■ Complete the following
**1)** How would you put this sentence from the passage about Odetta into Spanish: "Gordon relocated to New York City, where her talent was supported by performers such as Harry Belafonte and Pete Seeger."?
**2)** Can you carry on the passage about Odetta, picking up after its final sentence?

■ Excerpt to read

==========

At age 13, Odetta studied piano, had voice training, and taught herself to play the guitar. Later, she earned a degree in classical music from Los Angeles City College and performed in a 1949 production of Finian’s Rainbow in San Francisco. Soon (1950s) she would emerge as an important figure in the New York folk music scene.
Gordon relocated to New York City, where her talent was supported by performers such as Harry Belafonte and Pete Seeger. With their encouragement, she performed and recorded more widely. Her repertoire included a distinctive blend of spirituals, slave songs, prison and work songs, folk ballads, Caribbean songs, and blues. Her career had taken off.
In New York, Gordon released her solo recording, Odetta Sings Ballads and Blues (1956), followed by At the Gate of Horn (1957). Bob Dylan once commented that “hearing Odetta on record turned me on to folk singing.” Her voice beckoned four repeat performances at the Newport Folk Festival (1959–65) and subsequent appearances at Carnegie Hall, on television and in several films including Sanctuary (1961).
Gordon’s career continued to blossom. She performed with symphony orchestras and in operas worldwide. She was a featured performer throughout the states, her audience weaving through various cultures. Dr. Martin Luther King, Jr. dubbed Gordon “queen of American folk.” She had the “ear” of the people, thus  were next on her agenda.
In 1963, Gordon performed at the historic March on Washington and took part in the March on Selma. She sang for President Kennedy and his cabinet on the nationally televised civil rights special, Dinner with the President. Through addressing political and social issues Gordon had become an important advocate for civil rights; an activist for social change.

==========

■ Data
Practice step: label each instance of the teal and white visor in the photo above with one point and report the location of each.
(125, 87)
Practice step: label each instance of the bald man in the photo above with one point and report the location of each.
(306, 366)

==========

■ Outputs by task
**1)** Gordon se mudó a la ciudad de Nueva York, donde su talento recibió el apoyo de artistas como Harry Belafonte y Pete Seeger.

**2)**
Sadly, the movement lost steam and interest in folk music began to wane. As a result, Gordon’s career started to lose its fire. Still, she continued to perform throughout the 1960s and 70s internationally. She recorded Odetta Sings the Blues (1967) and in 1974, appeared in the television film The Autobiography of Miss Jane Pittman. In 1987, the concert marking forty years of her life as a performer (1986) was released as the live recording Movin’ It On.
In 1999 President Clinton awarded Gordon the National Medal of Arts, the highest award given in the arts in the United States. The Library of Congress, in 2003, named her a Living Legend.
Gordon is remembered as an American folk singer who was noted especially for her versions of spirituals and became for many the voice of the civil rights movement of the early 1960s. She passed away on December 2, 2008, at the age of 77.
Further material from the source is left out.